Listed records:
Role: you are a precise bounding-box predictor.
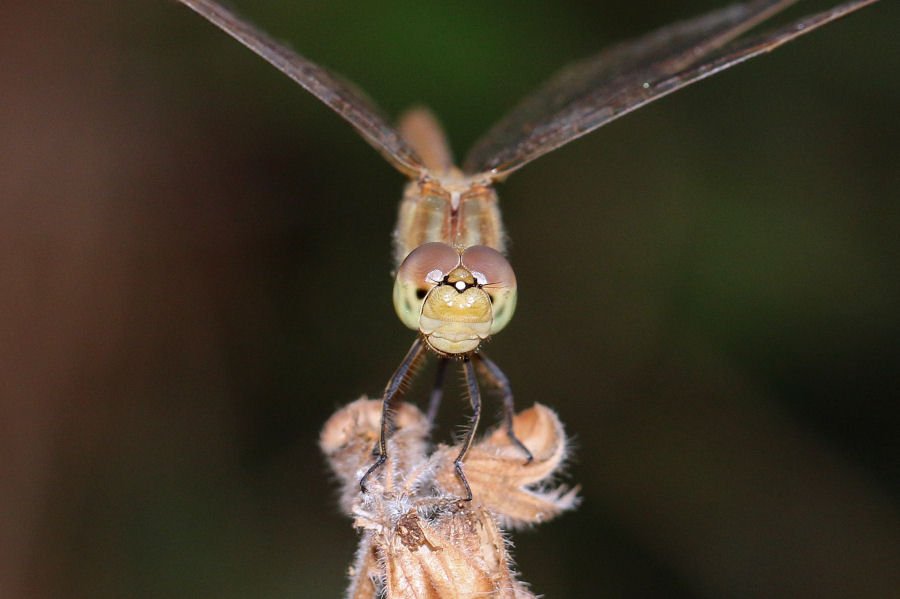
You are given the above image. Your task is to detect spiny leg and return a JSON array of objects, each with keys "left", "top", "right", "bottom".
[
  {"left": 425, "top": 357, "right": 449, "bottom": 432},
  {"left": 453, "top": 357, "right": 482, "bottom": 502},
  {"left": 474, "top": 353, "right": 534, "bottom": 464},
  {"left": 359, "top": 336, "right": 426, "bottom": 493}
]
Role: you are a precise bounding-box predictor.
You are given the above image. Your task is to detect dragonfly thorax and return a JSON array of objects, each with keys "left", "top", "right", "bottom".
[
  {"left": 392, "top": 243, "right": 517, "bottom": 355},
  {"left": 393, "top": 179, "right": 505, "bottom": 267}
]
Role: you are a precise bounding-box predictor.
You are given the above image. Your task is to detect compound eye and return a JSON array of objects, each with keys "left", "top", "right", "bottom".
[
  {"left": 460, "top": 245, "right": 517, "bottom": 334},
  {"left": 461, "top": 245, "right": 516, "bottom": 288},
  {"left": 393, "top": 243, "right": 460, "bottom": 330}
]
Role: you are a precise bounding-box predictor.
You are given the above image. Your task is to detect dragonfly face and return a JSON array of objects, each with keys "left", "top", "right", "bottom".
[{"left": 393, "top": 241, "right": 517, "bottom": 355}]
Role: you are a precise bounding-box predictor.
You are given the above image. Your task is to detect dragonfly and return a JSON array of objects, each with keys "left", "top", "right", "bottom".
[{"left": 177, "top": 0, "right": 880, "bottom": 500}]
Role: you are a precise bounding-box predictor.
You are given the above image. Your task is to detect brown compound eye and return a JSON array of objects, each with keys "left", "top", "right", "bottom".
[
  {"left": 460, "top": 245, "right": 517, "bottom": 334},
  {"left": 461, "top": 245, "right": 516, "bottom": 287},
  {"left": 393, "top": 243, "right": 461, "bottom": 330}
]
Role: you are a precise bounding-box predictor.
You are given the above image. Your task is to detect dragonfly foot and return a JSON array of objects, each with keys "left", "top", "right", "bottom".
[
  {"left": 453, "top": 460, "right": 474, "bottom": 502},
  {"left": 506, "top": 428, "right": 534, "bottom": 465},
  {"left": 359, "top": 452, "right": 387, "bottom": 494}
]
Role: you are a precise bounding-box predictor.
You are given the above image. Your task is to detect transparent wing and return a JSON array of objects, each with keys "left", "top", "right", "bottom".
[
  {"left": 178, "top": 0, "right": 428, "bottom": 178},
  {"left": 463, "top": 0, "right": 879, "bottom": 180}
]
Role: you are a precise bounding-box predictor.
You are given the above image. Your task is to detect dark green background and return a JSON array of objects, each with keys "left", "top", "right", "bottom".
[{"left": 2, "top": 1, "right": 897, "bottom": 597}]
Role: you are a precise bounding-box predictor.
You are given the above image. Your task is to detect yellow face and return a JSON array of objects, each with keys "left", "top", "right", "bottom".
[{"left": 393, "top": 243, "right": 517, "bottom": 355}]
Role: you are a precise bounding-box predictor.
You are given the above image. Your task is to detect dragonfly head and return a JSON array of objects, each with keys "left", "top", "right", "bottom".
[{"left": 393, "top": 242, "right": 517, "bottom": 355}]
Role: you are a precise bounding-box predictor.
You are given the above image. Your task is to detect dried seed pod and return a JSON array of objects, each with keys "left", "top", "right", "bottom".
[
  {"left": 432, "top": 404, "right": 580, "bottom": 528},
  {"left": 320, "top": 397, "right": 429, "bottom": 511},
  {"left": 322, "top": 399, "right": 578, "bottom": 598}
]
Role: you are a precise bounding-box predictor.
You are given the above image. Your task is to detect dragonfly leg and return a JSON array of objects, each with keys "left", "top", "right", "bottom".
[
  {"left": 474, "top": 353, "right": 534, "bottom": 464},
  {"left": 452, "top": 357, "right": 482, "bottom": 502},
  {"left": 360, "top": 337, "right": 426, "bottom": 494},
  {"left": 425, "top": 357, "right": 449, "bottom": 432}
]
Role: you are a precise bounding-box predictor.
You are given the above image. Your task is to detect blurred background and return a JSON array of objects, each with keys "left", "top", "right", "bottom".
[{"left": 1, "top": 1, "right": 898, "bottom": 597}]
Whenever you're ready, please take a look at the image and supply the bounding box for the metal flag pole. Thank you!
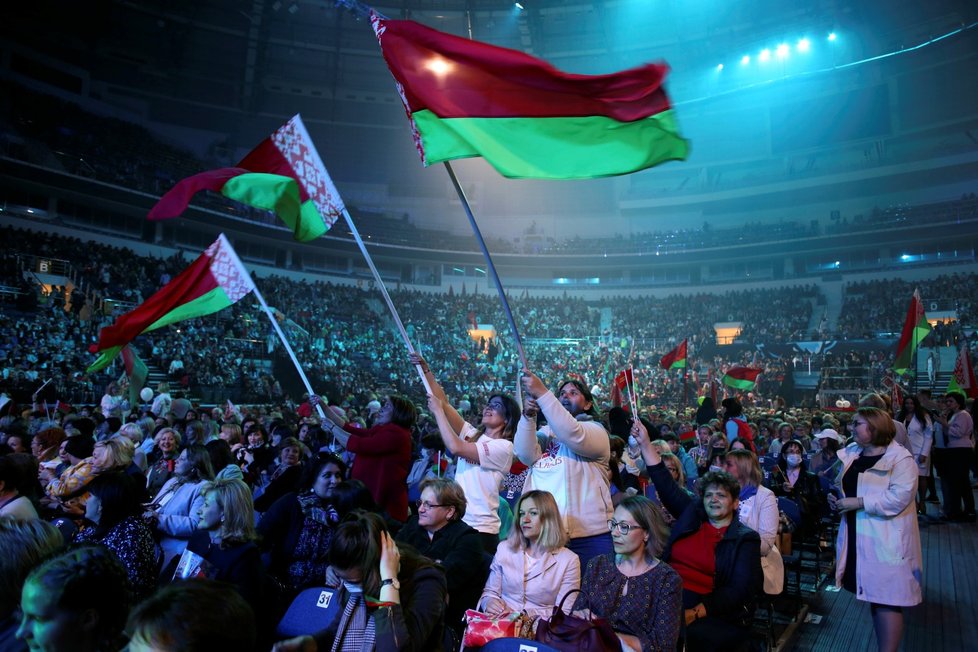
[443,162,529,369]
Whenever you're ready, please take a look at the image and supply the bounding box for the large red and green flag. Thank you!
[120,345,148,407]
[148,115,344,242]
[892,289,932,376]
[660,339,688,370]
[370,13,688,179]
[947,345,978,399]
[721,367,762,391]
[87,234,256,373]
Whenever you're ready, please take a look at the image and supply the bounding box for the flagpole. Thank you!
[250,284,327,421]
[443,162,529,369]
[339,208,432,394]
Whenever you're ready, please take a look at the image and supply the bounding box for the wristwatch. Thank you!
[381,577,401,590]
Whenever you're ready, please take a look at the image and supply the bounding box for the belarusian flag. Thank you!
[120,345,148,407]
[87,234,255,373]
[614,368,637,411]
[660,339,687,370]
[148,115,344,242]
[721,367,762,391]
[371,13,688,179]
[892,289,932,376]
[947,345,978,399]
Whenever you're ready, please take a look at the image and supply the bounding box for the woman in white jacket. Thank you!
[829,407,922,652]
[897,396,933,513]
[480,490,580,621]
[722,449,784,596]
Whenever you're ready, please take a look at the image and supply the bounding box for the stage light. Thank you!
[716,63,724,71]
[515,2,524,9]
[776,43,789,59]
[759,48,771,62]
[741,55,750,65]
[828,32,837,41]
[424,57,453,77]
[797,38,810,52]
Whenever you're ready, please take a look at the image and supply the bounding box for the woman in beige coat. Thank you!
[829,407,922,652]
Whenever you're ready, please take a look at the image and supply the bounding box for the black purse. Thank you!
[535,589,620,652]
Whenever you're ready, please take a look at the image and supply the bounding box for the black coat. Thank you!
[650,461,763,628]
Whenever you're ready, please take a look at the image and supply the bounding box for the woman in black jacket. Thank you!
[765,439,826,538]
[632,421,763,652]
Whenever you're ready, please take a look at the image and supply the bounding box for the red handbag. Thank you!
[461,609,533,648]
[535,589,620,652]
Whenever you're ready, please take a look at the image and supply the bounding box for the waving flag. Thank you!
[149,115,343,242]
[371,13,688,179]
[660,339,688,370]
[948,345,978,399]
[721,367,763,391]
[87,234,255,373]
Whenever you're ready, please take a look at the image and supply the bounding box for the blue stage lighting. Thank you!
[759,48,771,62]
[776,43,789,58]
[797,38,810,52]
[716,63,724,71]
[741,55,750,65]
[828,32,837,41]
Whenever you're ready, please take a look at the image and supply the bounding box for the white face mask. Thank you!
[342,581,363,594]
[786,454,802,468]
[709,464,723,474]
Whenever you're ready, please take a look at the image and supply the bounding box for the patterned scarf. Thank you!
[331,593,376,652]
[296,491,339,526]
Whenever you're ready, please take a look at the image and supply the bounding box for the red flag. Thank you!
[721,367,763,391]
[892,289,932,376]
[949,345,978,399]
[660,339,687,370]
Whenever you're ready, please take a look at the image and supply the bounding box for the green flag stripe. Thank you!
[723,377,756,390]
[144,286,234,333]
[222,173,328,243]
[670,360,687,369]
[412,109,689,179]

The task:
The reply must contain every entry above, exactly as written, and none of the pictures.

Answer to this problem:
Role: you are a precise bounding-box predictor.
You are given the above image. Your task is to detect spiny leg and return a JSON array of objects, each with keys "left", "top", "right", "bottom".
[
  {"left": 425, "top": 357, "right": 449, "bottom": 432},
  {"left": 453, "top": 357, "right": 482, "bottom": 502},
  {"left": 474, "top": 353, "right": 534, "bottom": 464},
  {"left": 359, "top": 336, "right": 426, "bottom": 493}
]
Role: you are a precise bounding-box predictor.
You are given the above image. Your task is to detect dragonfly thorax and return a JSON array of objects, each with keys "left", "top", "right", "bottom".
[
  {"left": 392, "top": 243, "right": 517, "bottom": 355},
  {"left": 393, "top": 179, "right": 505, "bottom": 267}
]
Role: you are a precise bounding-box predictor.
You are given the above image. Your task is to detect compound eye and return a JSON array of objects, each with keys "left", "top", "right", "bottom".
[
  {"left": 460, "top": 245, "right": 517, "bottom": 334},
  {"left": 461, "top": 245, "right": 516, "bottom": 288},
  {"left": 393, "top": 243, "right": 460, "bottom": 330}
]
Role: you are a precise bounding-box predictor.
You are given the above image. Your task is to detect dragonfly face and return a JSON array of objects, each with keys "left", "top", "right", "bottom".
[{"left": 393, "top": 241, "right": 517, "bottom": 355}]
Role: you are a precise bounding-box predictor.
You are given the above image. Your task is to detect dragonfly and return a JSON array of objects, each with keys "left", "top", "right", "bottom".
[{"left": 177, "top": 0, "right": 880, "bottom": 500}]
Role: you are a precise bounding-box predictor.
You are given the above image. Your task is to detect brown compound eye and return a JSON array of objects, each with keys "left", "top", "right", "bottom".
[
  {"left": 460, "top": 245, "right": 517, "bottom": 334},
  {"left": 461, "top": 245, "right": 516, "bottom": 287},
  {"left": 393, "top": 243, "right": 461, "bottom": 330}
]
Role: you are a precise bounding-box predictor.
You are given the above image. Your task is to detect dragonfly foot and return a JSON array of objects, each with keys "left", "top", "right", "bottom".
[
  {"left": 453, "top": 460, "right": 474, "bottom": 502},
  {"left": 506, "top": 428, "right": 534, "bottom": 465},
  {"left": 359, "top": 452, "right": 387, "bottom": 494}
]
Role: you are a precise bounding-box predictor.
You are given the above image. Your task is to detect transparent wing and return a JSON array of objects, each with keys "left", "top", "right", "bottom".
[
  {"left": 178, "top": 0, "right": 428, "bottom": 178},
  {"left": 463, "top": 0, "right": 879, "bottom": 180}
]
Role: you are a precise bounding-box predictor.
You are given the above image. Your task is to detect dark green background and return a JSON array of objects, each with keys "left", "top", "right", "bottom".
[{"left": 2, "top": 1, "right": 897, "bottom": 597}]
Role: you are a precise bounding-box predictor.
You are given the above image. Your task is to detect yellow face and return a JSON array of objects, each with keys "left", "top", "right", "bottom".
[{"left": 393, "top": 243, "right": 517, "bottom": 355}]
Role: you are a precise bounding-box predictor.
You are given the above image. Your task is to detect dragonfly head and return a JSON array of objects, each with keys "left", "top", "right", "bottom".
[{"left": 393, "top": 242, "right": 517, "bottom": 355}]
Role: you are a precise bounding-box predictor.
You are given the above image. Your task is to detect dried seed pod and return a JSON array of objects, each with keys "left", "top", "right", "bottom".
[
  {"left": 432, "top": 404, "right": 580, "bottom": 528},
  {"left": 320, "top": 397, "right": 429, "bottom": 511},
  {"left": 322, "top": 399, "right": 578, "bottom": 598}
]
Role: you are a precise bounding-box predictor.
You are given the above image. Your task is to detect dragonfly leg and return a JSON array of objects, each with keys "left", "top", "right", "bottom".
[
  {"left": 474, "top": 353, "right": 534, "bottom": 464},
  {"left": 452, "top": 357, "right": 482, "bottom": 502},
  {"left": 360, "top": 337, "right": 426, "bottom": 494},
  {"left": 425, "top": 357, "right": 449, "bottom": 432}
]
Role: you are a precise bounding-box predictor.
You are given the above image. Your task is to detect blurred background and return a JSON array of objects, each with keys "left", "top", "right", "bottom".
[{"left": 1, "top": 1, "right": 898, "bottom": 597}]
Whenever you're ready, please take a look at the image and supply the bounding box for the metal flag pole. Thank you!
[443,162,529,369]
Whenever you're ready, please take a look at the image and supply the bounding box for the large red and green flag. Thank you!
[120,345,148,407]
[148,115,344,242]
[892,289,932,376]
[660,339,688,370]
[370,13,688,179]
[947,345,978,399]
[721,367,762,391]
[87,234,256,373]
Whenever you're ready, please take a look at the image and supply the bounding box for the flagpole. Thank you!
[250,284,327,421]
[443,162,529,369]
[339,208,432,394]
Whenever you're ready, please take a look at the image and supply the bounding box for the wristwatch. Thank you!
[381,577,401,590]
Whenever you're ready, please take a look at the image and supply the bounding box for the belarusian flag. Thank you!
[120,345,148,407]
[87,234,255,373]
[614,368,637,411]
[660,339,687,370]
[148,115,344,242]
[721,367,762,391]
[371,13,688,179]
[892,289,932,376]
[947,345,978,399]
Whenever you're ready, please take a look at the image and supply the bounding box for the woman in white jacket. Thank you!
[829,407,922,652]
[897,396,933,513]
[480,490,580,621]
[722,449,784,596]
Whenever you're ready, please take a look at the image and supply the bounding box for the stage light. Thank you!
[716,63,724,71]
[515,2,524,9]
[776,43,789,59]
[759,48,771,62]
[741,55,750,65]
[828,32,837,41]
[424,57,453,77]
[797,38,810,52]
Whenever you're ready, please take a look at the image and supply the bounding box for the woman in beige coat. Thank you!
[829,407,922,652]
Whenever you're ready, please take a look at the image and supply the bounding box for the black purse. Thank you!
[535,589,620,652]
Whenever you're ready, please take a look at the image and supply the bounding box for the black coat. Thank you!
[650,461,763,628]
Whenever you're ready, please take a look at the image and supply the bounding box for the woman in black jacket. Thank you!
[765,439,826,538]
[632,421,763,652]
Whenever you're ready, please take a look at the image and supply the bounding box for the red handbag. Thank you!
[461,609,533,648]
[535,589,620,652]
Whenever you're ready, please take a look at the image and supply the bounding box for the waving flag. Thank you!
[149,115,343,242]
[371,13,688,179]
[660,339,688,370]
[948,345,978,399]
[721,367,763,391]
[87,234,255,373]
Whenever you're ready, please take a look at the image and supply the bounding box for the blue stage lighting. Thank you!
[759,48,771,62]
[776,43,789,58]
[797,38,810,52]
[716,63,724,71]
[741,55,750,65]
[828,32,837,41]
Whenever you're ready, please take a look at the image and supply the bounding box for the white face mask. Thank you!
[342,581,363,594]
[786,454,802,468]
[709,464,723,474]
Whenever you're ready, please take a look at the image and supply the bounding box for the patterned scarf. Thank you!
[331,593,376,652]
[296,491,339,526]
Whenever you're ready, please take a look at the image and supply the bounding box for the red flag. Thank you!
[721,367,763,391]
[892,289,932,376]
[949,345,978,399]
[660,339,687,370]
Whenever you're ready, please take a look at the image and supply the bounding box for the green flag stripe. Thank you!
[723,377,756,390]
[144,286,234,333]
[222,173,328,243]
[670,360,687,369]
[412,109,689,179]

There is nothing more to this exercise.